Some records:
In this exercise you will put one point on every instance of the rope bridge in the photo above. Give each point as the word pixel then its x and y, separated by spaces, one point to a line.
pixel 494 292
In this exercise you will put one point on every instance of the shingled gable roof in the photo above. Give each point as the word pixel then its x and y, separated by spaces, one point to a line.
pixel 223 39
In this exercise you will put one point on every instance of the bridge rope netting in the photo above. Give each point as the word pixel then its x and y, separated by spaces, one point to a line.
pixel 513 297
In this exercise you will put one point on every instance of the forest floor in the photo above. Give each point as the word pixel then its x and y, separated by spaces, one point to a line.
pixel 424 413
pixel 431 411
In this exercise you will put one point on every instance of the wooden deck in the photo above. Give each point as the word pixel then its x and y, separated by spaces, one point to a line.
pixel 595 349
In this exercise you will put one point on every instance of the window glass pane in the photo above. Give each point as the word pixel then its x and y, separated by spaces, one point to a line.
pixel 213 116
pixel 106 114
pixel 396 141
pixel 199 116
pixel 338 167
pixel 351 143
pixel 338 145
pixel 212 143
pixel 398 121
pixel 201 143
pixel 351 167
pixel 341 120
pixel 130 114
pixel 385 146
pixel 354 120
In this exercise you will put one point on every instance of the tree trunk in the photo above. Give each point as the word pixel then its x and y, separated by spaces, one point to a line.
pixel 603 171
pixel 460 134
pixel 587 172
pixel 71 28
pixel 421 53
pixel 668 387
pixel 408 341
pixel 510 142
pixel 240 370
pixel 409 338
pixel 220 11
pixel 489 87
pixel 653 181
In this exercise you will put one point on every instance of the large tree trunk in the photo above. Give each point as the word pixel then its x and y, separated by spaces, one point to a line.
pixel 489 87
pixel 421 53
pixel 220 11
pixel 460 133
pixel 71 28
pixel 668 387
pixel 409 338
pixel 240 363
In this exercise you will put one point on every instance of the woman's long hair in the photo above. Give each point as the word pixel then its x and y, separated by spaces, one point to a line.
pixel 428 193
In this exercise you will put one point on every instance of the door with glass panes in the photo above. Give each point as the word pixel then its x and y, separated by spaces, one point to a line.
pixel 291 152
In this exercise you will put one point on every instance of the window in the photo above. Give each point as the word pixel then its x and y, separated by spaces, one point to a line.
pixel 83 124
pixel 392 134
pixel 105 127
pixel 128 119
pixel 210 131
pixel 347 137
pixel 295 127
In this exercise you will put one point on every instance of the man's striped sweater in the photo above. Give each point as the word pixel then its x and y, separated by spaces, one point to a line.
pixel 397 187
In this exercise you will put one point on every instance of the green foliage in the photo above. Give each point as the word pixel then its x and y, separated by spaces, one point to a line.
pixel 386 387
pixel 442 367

==

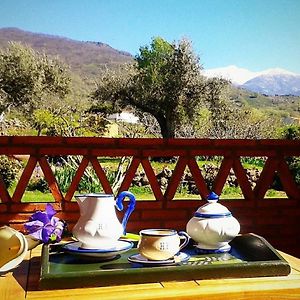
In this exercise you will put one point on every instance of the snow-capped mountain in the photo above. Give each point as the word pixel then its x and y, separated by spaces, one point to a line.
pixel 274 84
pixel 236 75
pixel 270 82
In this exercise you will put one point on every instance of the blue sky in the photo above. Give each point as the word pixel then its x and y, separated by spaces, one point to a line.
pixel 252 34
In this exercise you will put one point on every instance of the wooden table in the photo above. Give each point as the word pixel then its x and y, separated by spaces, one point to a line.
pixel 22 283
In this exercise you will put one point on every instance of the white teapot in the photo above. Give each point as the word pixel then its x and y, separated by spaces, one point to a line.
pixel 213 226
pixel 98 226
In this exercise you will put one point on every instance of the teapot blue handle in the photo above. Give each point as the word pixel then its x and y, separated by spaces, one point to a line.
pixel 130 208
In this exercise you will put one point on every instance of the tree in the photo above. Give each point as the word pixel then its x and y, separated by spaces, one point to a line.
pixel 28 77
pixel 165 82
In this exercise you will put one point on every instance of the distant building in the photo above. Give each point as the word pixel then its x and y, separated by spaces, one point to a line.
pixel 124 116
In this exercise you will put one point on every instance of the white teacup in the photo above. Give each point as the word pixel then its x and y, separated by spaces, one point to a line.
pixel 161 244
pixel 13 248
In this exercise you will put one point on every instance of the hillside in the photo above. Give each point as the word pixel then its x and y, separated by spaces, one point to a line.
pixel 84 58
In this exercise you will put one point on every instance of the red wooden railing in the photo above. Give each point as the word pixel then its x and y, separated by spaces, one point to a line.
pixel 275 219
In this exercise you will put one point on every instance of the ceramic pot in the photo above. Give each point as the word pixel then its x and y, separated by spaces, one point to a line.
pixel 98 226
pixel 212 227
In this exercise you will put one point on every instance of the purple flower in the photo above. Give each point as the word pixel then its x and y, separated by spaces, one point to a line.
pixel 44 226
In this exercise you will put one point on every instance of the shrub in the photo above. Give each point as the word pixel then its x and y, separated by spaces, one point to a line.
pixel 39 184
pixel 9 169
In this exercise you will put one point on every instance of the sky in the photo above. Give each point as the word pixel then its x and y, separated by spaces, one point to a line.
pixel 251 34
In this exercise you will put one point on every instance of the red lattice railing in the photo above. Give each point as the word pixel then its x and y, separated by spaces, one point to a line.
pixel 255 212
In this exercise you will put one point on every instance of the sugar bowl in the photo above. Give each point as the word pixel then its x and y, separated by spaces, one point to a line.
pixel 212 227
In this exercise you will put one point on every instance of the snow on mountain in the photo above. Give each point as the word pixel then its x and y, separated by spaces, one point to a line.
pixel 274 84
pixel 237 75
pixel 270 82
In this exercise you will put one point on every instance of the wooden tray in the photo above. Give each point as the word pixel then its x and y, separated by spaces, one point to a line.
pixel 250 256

**WORK TO DO**
Copy the records verbatim, starting with the line that contains "of the rope" and going on through the line that contains "pixel 494 292", both ends included.

**RESPONSE TO THE EXERCISE**
In this exercise you will put one point on every instance of the rope bridge in the photo above. Give each point as the word pixel then its x and y, separated by spaces, one point to a line.
pixel 494 292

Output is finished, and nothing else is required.